O que fazer:
Indique se cada afirmação concorda com o texto sobre mascotes de marcas, respondendo sim ou não e citando literalmente as palavras do texto que decidem a resposta. (a) A personagem Lu apareceu em um comercial do Burger King em julho. (b) A ideia de usar uma figura lúdica para representar uma marca é recente. (c) Joyce Moraes é fundadora da Figura Design.

Trecho da página:

------------------------------------------------------------------------

Com inteligência artificial e características humanizadas, mascotes assumem vozes de marcas e ganham espaço além de seu próprio território de influência
Em julho, o público viu a influenciadora digital Lu em um comercial do Burger King. A personagem, que acabou se tornando a figura mais conhecida do Magalu, apareceu exaltando as características e o preço dos sanduíches da rede de fast food.
O fato de o Burger King apostar em um personagem de outra marca atesta que o poder de conexão e engajamento que essas figuras têm seguem em alta. E, em temos de inteligência artificial e de mais recursos tecnológicos, as mascotes e personagens de marcas podem ganhar funções ainda mais importantes.
A ideia de ter uma figura lúdica para representar a marca é bem antiga. Ronald (McDonald’s), LekTrek (Sadia), Tony (Kellog’s), Baianinho (Casas Bahia), Galinha Azul (Maggi) e Bibendum (o boneco da Michelin) estão, até hoje, no imaginário popular e na comunicação das marcas, funcionando como elemento de conexão entre as empresas e seus consumidores.
“Entre todos os assets de uma marca, a mascote é das mais poderosas e versáteis”, atesta Joyce Moraes, fundadora e diretora geral da Figura Design, consultoria de branding cuja função específica é ajudar as marcas explorarem seu potencial por meio de personagens.

------------------------------------------------------------------------

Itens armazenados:
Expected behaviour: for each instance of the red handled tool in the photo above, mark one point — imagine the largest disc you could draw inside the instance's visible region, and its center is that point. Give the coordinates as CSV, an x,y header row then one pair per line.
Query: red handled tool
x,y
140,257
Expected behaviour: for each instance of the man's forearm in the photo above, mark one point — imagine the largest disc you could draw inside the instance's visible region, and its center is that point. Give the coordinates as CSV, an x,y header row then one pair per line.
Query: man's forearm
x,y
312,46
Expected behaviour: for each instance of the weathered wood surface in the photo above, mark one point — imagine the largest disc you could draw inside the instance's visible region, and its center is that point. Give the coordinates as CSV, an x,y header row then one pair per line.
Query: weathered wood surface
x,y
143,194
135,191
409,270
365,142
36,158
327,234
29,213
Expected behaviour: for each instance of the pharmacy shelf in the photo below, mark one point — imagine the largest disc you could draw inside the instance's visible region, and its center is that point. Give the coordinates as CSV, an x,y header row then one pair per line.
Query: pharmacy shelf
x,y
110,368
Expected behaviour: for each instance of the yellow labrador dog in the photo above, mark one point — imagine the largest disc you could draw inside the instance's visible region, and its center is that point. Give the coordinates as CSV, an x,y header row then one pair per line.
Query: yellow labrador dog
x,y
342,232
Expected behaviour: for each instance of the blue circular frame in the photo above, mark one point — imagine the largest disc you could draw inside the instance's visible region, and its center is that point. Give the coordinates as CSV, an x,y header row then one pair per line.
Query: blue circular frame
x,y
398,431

------------------------------------------------------------------------

Resultado da tarefa:
(a) Sim: “Em julho, o público viu a influenciadora digital Lu em um comercial do Burger King.”
(b) Não: “A ideia de ter uma figura lúdica para representar a marca é bem antiga.”
(c) Sim: “Joyce Moraes, fundadora e diretora geral da Figura Design”